Sailors wash down the deck of the aircraft carrier Ronald Reagan during Operation Tomodachi relief efforts off the coast of Japan in 2011. (MC3 Alexander Tidd/Navy)
A group of sailors who were aboard the aircraft carrier Ronald Reagan as it rendered aid in the aftermath of the Fukushima nuclear power plant meltdown in Japan nearly three years ago are taking another shot at a lawsuit over the health problems they say they’ve suffered since their radiation exposure.
Their attorney, California environmental law expert Paul C. Garner, has until Jan. 6 to amend their complaint against the Tokyo Electric Power Co. and resubmit it for a judge’s ruling.
“What we say is this: The TEPCO people knew what was happening there,” Garner told Navy Times. “They certainly knew the severity of what was happening, because now you have radiological releases into the environment ... and the tsunami just washed it all in, and washed it all out, and the Reagan was in the backwash.”
Garner originally submitted the case a year ago. A federal judge in Southern California granted the company’s Nov. 26 motion to dismiss the case, but Garner and the sailors will have another chance, he told Navy Times.

**Exercise directions:**
Answer from the text on the Ronald Reagan sailors' lawsuit:
1. By what date must the sailors' attorney amend their complaint?
2. Which company is the complaint against?
3. How long ago did Garner originally submit the case?

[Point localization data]
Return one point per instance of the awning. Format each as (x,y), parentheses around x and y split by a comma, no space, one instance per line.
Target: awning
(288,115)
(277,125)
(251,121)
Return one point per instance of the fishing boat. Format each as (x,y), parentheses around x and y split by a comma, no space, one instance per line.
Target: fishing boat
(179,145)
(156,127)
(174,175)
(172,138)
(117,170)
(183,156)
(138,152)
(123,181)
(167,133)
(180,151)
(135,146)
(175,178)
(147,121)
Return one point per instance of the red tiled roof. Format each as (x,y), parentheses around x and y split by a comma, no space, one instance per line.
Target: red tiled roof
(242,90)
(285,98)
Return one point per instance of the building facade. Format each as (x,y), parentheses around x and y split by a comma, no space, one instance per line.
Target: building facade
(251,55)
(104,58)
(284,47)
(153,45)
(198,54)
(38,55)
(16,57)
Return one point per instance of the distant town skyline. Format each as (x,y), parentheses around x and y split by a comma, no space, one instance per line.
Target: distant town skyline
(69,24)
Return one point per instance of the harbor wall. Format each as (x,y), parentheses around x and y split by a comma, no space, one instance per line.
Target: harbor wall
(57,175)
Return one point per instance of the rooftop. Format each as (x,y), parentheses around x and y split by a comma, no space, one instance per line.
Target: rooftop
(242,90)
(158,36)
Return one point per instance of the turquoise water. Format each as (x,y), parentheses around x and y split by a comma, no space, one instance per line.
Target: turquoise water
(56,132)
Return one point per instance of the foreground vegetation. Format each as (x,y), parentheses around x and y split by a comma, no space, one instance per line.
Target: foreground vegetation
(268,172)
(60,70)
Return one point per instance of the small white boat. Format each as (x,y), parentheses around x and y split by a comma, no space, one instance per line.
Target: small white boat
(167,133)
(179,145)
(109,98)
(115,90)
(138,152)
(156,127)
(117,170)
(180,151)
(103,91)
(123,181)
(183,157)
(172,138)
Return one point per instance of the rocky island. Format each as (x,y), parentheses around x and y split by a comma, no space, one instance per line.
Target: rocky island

**Written solution:**
1. Jan. 6
2. The Tokyo Electric Power Co. (TEPCO)
3. A year ago